**Task requirements:**
Could you write out every line of the items below again, with each point coordinate multiplied by 1.25 and rounded to a whole number (halves round up) and all other text left unchanged? Leave the pictures out of your answer.

**Input for this task:**
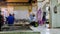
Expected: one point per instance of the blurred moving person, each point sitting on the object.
(1, 20)
(10, 20)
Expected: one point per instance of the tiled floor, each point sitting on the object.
(45, 30)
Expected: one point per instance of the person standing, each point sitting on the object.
(1, 20)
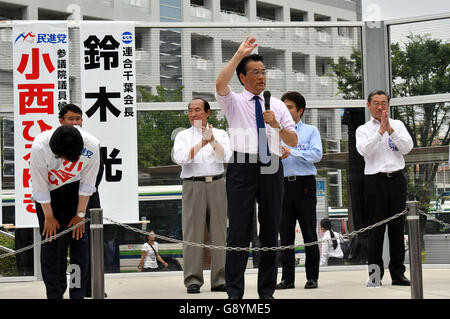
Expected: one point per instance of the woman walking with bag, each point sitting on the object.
(331, 248)
(150, 255)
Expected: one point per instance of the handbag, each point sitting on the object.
(160, 265)
(345, 246)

**Finished task:**
Expected: one point per instance of the blurred moving person, each point sitting on the object.
(1, 25)
(13, 25)
Expected: one point per instance of the tiled floor, each point sitting on the object.
(56, 38)
Expected: one point per instance of the person standing, each point sitting on the object.
(1, 25)
Expected: one point per instance of the woman walking with bag, each point sitting on the object.
(414, 310)
(188, 319)
Expected: one point per instance of the handbag, each point sitting on the object.
(200, 331)
(431, 308)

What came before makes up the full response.